Excerpts from location labeling data:
-.-.-

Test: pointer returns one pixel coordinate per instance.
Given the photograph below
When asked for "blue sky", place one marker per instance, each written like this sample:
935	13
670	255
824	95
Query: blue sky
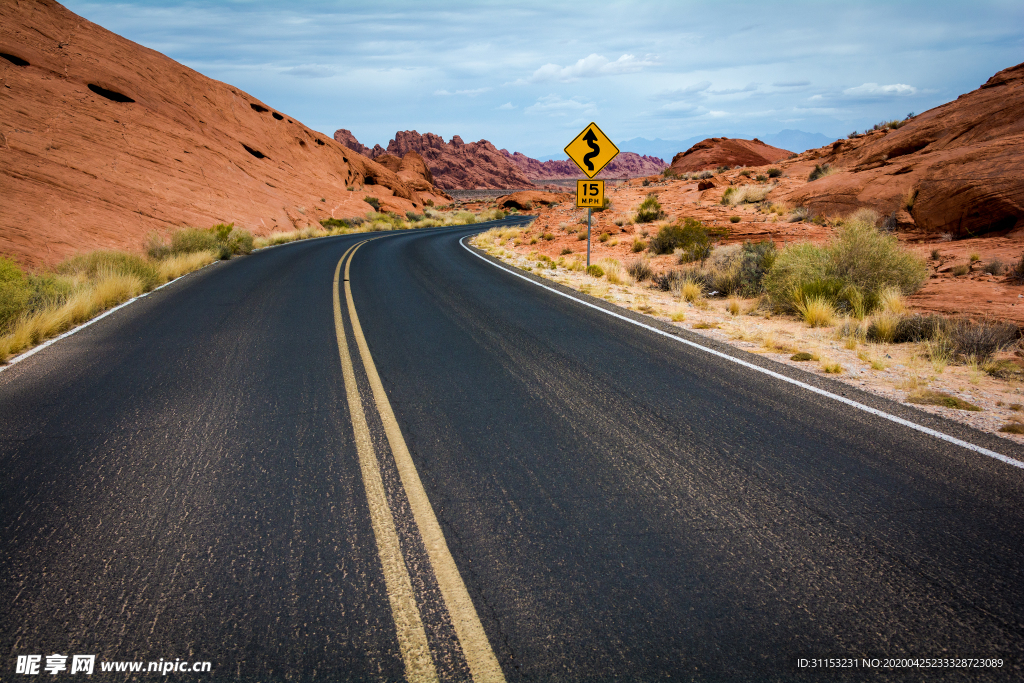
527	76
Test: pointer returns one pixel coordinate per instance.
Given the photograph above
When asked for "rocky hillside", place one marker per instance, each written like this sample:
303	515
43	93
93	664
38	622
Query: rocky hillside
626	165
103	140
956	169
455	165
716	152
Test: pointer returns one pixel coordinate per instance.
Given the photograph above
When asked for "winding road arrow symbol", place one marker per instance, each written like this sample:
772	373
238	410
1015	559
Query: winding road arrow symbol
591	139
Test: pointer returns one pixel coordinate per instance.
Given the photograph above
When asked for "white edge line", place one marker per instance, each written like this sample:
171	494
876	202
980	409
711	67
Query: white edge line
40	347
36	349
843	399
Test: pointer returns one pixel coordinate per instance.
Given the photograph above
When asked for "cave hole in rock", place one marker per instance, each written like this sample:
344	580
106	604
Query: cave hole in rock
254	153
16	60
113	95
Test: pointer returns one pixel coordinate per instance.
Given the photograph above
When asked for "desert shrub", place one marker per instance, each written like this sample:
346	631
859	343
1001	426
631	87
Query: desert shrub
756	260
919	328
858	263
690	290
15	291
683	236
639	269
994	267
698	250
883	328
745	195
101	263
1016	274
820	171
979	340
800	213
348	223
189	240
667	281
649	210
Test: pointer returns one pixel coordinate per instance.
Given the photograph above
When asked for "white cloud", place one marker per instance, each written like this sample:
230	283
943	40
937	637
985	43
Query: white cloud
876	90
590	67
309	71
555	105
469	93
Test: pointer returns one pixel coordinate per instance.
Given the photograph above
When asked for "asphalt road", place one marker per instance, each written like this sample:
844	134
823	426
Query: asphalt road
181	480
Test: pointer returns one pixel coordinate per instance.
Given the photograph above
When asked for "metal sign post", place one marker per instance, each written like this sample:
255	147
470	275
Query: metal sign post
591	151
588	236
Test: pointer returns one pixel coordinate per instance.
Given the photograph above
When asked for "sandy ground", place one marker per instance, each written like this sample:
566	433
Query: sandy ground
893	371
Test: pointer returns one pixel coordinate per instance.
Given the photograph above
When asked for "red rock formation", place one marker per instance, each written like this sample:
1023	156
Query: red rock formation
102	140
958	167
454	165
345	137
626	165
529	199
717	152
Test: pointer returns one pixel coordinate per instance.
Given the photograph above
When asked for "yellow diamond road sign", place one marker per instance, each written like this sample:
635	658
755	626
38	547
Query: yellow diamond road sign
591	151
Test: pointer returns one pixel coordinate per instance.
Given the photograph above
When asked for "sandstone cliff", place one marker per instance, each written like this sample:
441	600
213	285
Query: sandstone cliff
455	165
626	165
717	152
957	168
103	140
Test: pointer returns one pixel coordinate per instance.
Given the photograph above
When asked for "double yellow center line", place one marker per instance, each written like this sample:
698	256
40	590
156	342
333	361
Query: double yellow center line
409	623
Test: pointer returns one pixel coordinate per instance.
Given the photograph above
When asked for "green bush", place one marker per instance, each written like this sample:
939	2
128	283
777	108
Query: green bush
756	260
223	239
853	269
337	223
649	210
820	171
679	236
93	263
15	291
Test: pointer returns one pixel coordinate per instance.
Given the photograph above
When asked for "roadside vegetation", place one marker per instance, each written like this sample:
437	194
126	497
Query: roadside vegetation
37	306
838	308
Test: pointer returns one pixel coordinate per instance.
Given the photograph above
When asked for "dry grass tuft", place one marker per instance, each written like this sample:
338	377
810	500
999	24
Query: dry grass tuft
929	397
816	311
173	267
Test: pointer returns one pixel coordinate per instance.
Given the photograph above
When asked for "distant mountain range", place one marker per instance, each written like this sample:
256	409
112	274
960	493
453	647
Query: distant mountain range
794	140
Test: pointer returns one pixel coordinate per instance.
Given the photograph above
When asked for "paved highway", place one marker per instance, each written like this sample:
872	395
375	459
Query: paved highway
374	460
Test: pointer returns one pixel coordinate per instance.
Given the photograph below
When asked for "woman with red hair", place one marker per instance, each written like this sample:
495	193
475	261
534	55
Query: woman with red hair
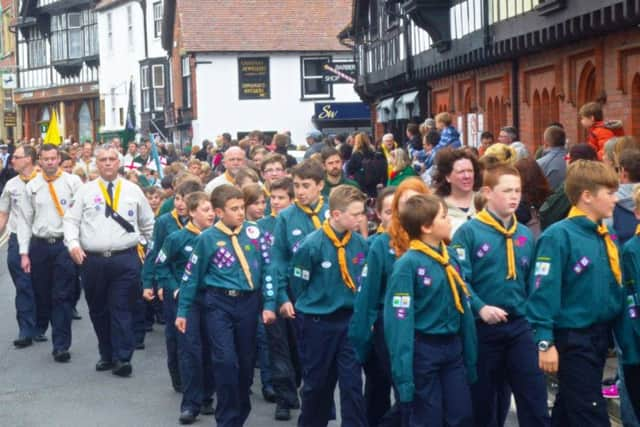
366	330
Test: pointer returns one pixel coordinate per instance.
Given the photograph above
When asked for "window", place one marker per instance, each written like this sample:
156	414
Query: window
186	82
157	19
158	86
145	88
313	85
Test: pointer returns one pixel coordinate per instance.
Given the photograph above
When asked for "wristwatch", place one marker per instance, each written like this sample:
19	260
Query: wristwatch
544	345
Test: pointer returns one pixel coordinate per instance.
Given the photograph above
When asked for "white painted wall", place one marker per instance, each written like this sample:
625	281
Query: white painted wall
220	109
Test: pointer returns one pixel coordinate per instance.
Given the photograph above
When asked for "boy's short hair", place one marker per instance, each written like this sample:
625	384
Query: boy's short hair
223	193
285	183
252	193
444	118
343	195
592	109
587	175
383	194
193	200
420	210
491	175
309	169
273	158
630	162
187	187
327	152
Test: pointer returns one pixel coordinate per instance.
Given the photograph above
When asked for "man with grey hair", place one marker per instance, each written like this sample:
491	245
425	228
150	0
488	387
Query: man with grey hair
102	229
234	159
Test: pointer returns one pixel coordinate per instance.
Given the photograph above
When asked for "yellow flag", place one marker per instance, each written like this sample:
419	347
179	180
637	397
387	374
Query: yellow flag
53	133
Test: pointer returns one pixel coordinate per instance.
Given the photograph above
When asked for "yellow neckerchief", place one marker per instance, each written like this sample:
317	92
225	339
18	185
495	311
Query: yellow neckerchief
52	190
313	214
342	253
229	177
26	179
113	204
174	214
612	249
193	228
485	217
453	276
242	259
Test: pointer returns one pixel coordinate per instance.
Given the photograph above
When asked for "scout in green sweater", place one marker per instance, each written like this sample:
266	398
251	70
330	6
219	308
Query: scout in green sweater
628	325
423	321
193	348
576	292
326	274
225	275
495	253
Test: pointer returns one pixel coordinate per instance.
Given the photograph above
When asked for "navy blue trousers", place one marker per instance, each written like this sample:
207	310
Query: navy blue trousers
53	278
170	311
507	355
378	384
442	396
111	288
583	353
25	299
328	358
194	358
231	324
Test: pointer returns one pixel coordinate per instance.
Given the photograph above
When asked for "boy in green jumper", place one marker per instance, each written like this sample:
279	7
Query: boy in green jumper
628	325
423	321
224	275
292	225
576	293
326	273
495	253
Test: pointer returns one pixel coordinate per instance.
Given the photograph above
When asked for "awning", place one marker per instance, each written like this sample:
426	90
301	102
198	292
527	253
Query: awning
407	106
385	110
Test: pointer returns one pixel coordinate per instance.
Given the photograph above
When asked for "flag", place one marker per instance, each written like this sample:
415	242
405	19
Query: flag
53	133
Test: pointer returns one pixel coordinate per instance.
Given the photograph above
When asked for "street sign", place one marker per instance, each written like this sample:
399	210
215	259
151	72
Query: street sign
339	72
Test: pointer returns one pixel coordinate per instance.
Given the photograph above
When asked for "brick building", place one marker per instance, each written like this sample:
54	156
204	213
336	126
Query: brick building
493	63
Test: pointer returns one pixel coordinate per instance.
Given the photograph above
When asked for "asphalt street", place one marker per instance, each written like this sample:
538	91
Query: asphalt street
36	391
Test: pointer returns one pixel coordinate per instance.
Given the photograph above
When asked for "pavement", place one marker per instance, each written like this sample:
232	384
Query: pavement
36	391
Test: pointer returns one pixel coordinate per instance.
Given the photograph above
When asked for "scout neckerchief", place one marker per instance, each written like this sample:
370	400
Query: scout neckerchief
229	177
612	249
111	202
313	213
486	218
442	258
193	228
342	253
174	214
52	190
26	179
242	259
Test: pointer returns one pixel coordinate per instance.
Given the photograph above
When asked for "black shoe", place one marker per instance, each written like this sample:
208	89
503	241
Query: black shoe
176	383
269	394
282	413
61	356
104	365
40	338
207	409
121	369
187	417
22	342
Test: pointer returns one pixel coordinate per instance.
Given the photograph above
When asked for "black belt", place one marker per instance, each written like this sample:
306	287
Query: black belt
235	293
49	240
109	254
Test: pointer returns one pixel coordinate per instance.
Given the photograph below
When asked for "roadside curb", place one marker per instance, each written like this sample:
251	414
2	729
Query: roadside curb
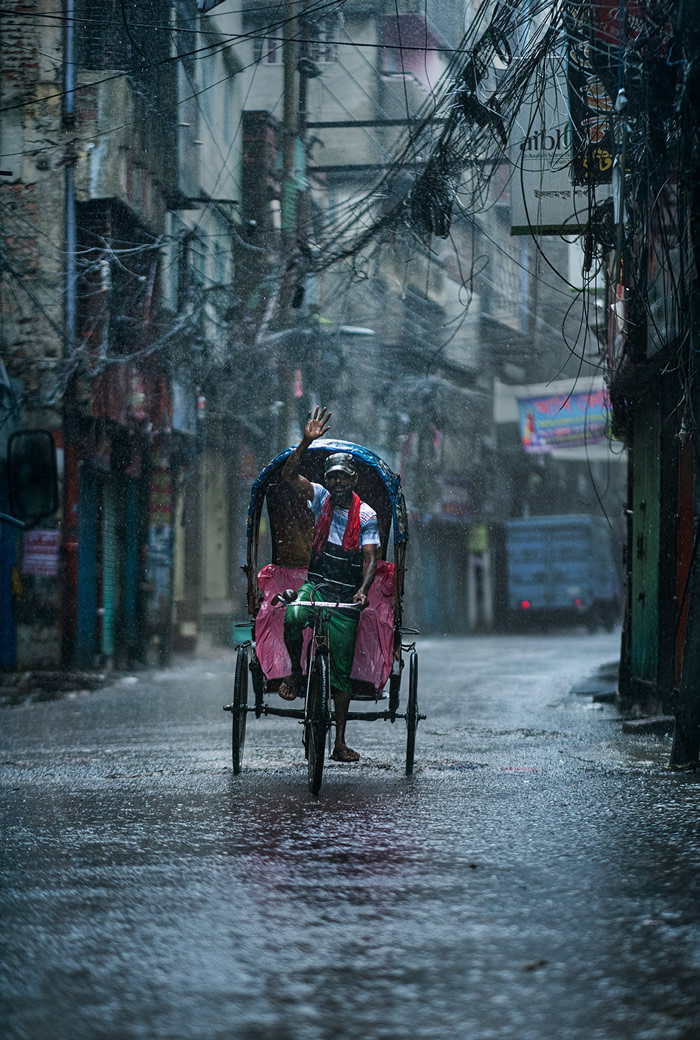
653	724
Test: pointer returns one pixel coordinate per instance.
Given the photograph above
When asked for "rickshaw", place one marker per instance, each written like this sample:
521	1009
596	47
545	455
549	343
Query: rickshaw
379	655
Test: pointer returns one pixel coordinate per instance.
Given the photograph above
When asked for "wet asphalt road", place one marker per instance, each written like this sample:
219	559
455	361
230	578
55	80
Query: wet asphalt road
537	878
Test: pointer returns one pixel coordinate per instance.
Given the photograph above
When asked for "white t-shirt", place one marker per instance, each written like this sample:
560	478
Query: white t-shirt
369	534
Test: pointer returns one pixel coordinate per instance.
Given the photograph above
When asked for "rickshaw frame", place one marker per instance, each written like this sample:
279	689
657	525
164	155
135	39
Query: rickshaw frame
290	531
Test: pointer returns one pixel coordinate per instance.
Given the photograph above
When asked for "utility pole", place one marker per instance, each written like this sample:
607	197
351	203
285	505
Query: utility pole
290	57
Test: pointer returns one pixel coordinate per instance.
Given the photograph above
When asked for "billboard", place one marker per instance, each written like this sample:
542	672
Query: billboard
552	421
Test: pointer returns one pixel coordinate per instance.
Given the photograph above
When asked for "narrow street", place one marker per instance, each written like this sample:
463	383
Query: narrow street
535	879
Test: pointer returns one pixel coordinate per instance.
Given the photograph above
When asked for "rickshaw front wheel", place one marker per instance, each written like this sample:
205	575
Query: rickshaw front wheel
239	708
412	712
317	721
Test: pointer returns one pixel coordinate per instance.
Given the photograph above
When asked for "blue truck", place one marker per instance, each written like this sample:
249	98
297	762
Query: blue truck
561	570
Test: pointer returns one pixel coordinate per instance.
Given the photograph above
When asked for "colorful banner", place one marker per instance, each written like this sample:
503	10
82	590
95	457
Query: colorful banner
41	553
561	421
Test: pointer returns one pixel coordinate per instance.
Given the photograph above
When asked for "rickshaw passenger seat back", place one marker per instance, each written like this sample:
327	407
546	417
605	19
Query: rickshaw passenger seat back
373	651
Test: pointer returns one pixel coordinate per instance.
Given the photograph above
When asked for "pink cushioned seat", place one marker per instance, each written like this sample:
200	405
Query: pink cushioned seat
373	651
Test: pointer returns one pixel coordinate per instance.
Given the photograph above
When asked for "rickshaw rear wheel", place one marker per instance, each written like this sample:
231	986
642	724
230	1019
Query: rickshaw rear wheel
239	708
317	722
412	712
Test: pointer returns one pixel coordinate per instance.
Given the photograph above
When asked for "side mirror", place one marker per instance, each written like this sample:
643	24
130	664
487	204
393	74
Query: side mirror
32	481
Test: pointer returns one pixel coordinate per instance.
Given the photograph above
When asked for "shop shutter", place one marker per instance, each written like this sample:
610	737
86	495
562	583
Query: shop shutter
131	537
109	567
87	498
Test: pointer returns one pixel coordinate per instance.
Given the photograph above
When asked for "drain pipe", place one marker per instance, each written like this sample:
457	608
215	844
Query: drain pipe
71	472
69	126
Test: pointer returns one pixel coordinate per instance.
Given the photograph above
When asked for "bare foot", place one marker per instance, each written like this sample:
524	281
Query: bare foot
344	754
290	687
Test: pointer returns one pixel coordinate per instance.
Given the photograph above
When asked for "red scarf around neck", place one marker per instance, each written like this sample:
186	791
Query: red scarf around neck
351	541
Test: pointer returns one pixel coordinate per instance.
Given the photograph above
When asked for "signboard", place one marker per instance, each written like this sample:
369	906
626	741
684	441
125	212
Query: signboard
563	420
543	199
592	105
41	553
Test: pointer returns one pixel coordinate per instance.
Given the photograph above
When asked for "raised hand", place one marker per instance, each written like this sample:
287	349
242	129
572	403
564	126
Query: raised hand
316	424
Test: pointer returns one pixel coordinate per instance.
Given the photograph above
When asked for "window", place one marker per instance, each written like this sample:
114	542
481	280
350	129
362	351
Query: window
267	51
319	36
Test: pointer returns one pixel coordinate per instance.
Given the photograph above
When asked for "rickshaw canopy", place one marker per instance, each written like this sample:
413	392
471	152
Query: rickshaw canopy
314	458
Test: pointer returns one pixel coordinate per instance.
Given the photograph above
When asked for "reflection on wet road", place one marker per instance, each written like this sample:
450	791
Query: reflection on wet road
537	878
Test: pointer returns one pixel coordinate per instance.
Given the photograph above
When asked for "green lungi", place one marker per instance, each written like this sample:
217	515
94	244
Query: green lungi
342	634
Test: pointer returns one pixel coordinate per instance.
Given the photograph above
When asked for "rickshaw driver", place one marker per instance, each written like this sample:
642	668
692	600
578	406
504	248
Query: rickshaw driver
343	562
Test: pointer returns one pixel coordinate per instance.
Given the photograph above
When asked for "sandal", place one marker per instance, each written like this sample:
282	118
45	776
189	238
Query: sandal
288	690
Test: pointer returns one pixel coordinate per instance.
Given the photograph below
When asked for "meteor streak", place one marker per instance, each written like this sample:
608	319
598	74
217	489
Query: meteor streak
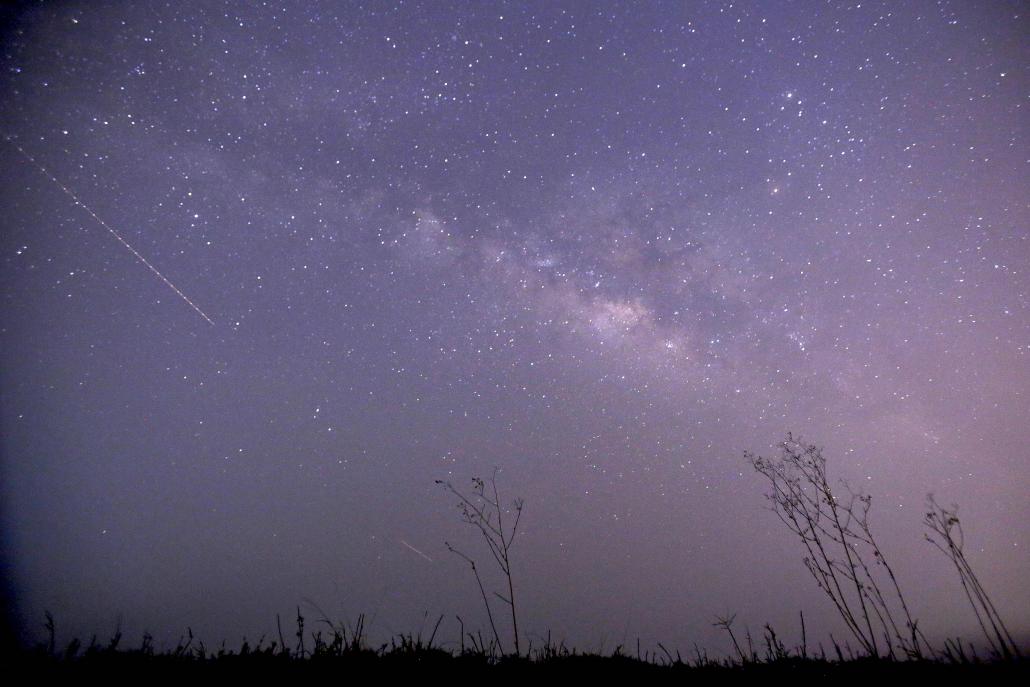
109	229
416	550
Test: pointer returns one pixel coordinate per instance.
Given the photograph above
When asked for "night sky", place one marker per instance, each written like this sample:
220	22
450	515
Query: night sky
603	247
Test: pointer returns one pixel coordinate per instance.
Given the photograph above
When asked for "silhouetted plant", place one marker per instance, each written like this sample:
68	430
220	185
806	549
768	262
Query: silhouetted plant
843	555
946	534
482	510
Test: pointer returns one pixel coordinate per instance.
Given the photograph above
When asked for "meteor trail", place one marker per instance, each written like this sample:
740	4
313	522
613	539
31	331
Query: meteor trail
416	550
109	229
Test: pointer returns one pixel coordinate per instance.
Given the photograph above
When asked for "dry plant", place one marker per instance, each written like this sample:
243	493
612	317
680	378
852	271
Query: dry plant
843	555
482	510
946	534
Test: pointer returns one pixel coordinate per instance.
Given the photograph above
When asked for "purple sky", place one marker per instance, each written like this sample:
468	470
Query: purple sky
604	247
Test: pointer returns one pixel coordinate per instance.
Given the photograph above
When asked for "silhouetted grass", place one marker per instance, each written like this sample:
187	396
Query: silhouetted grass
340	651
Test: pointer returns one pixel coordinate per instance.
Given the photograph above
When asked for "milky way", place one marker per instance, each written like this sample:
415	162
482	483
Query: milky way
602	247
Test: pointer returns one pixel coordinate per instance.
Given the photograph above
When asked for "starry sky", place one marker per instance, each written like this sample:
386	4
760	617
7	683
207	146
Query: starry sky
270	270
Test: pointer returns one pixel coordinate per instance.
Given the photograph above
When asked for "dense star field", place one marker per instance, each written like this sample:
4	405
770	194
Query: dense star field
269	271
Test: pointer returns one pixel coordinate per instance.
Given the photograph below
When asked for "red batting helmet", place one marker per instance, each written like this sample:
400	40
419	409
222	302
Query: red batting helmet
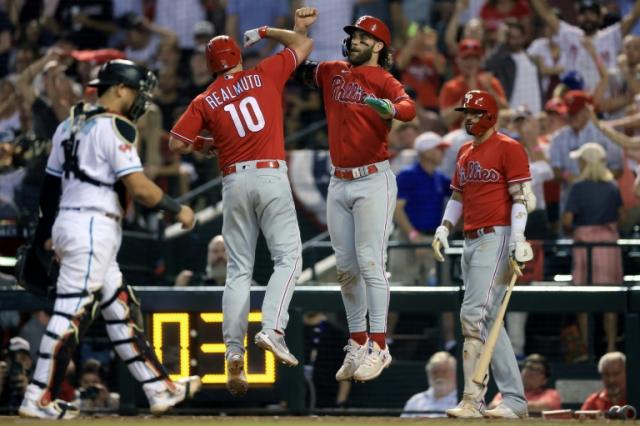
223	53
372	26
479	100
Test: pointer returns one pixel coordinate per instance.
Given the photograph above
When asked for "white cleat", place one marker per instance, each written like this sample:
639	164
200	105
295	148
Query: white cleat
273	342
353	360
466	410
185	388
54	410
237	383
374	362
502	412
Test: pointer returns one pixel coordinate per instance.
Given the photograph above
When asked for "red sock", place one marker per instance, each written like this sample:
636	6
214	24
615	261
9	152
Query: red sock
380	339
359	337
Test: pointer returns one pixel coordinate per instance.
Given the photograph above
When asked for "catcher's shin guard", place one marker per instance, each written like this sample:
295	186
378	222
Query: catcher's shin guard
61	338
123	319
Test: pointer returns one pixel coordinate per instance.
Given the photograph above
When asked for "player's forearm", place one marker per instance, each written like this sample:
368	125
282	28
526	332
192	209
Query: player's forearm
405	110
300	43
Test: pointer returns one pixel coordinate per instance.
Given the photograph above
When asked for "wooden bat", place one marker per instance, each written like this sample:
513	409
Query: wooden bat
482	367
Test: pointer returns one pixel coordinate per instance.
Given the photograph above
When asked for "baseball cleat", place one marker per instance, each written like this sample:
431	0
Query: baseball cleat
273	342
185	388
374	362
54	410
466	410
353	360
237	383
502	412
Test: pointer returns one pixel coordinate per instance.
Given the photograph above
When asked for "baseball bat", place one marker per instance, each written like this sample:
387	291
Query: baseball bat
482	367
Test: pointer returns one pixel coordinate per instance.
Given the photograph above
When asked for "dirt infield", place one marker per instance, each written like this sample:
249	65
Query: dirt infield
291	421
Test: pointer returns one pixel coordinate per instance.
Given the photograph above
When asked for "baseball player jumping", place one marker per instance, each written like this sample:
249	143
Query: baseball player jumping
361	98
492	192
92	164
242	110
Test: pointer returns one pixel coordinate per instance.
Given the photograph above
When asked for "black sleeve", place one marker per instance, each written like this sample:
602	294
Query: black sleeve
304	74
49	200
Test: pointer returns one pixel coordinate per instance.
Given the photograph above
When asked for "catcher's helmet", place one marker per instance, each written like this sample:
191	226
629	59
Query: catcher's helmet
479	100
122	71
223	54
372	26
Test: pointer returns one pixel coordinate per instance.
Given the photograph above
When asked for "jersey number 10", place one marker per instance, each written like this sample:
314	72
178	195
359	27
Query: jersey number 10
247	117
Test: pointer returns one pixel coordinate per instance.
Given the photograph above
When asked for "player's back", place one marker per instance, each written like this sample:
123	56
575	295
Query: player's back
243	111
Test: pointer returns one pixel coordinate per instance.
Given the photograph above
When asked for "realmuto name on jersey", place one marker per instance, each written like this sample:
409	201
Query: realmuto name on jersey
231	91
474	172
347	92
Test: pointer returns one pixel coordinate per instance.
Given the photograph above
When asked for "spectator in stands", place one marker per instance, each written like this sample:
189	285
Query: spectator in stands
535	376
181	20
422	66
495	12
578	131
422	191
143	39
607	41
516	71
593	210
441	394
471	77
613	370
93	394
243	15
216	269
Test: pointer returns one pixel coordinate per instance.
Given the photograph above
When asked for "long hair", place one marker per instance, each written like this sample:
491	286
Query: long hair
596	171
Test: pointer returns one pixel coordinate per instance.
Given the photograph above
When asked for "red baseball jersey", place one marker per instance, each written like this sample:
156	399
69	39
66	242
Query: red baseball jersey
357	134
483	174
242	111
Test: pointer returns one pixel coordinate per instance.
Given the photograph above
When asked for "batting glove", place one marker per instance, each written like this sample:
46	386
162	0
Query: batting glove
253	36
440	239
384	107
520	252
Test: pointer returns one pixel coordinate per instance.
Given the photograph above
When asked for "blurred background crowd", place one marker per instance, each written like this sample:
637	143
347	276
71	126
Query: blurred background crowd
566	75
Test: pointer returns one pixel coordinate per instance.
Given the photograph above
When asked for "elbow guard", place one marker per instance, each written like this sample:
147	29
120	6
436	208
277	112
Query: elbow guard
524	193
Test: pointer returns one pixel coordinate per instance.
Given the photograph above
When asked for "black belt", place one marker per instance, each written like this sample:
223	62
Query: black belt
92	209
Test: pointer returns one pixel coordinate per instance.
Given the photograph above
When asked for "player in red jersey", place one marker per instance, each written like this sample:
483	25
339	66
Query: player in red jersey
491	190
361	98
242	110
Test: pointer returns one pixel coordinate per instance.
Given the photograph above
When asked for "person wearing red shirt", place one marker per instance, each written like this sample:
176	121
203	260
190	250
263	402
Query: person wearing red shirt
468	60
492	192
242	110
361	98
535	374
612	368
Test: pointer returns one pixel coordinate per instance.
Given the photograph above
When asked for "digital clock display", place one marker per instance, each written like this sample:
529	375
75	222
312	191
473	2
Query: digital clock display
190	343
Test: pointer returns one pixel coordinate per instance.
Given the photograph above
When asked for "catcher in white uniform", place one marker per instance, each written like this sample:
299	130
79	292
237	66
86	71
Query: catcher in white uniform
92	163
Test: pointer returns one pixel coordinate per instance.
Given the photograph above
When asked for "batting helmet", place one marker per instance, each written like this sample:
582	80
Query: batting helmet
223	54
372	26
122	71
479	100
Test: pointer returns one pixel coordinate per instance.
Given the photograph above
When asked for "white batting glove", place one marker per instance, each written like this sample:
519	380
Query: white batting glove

-.-.-

* PROBLEM TO SOLVE *
Pick out each line in the rows above that contains the string "billboard", and copy those lines.

* SOLUTION FOR THIS TASK *
When asked for "billboard", place one marker per instance, each written like this sample:
Query: billboard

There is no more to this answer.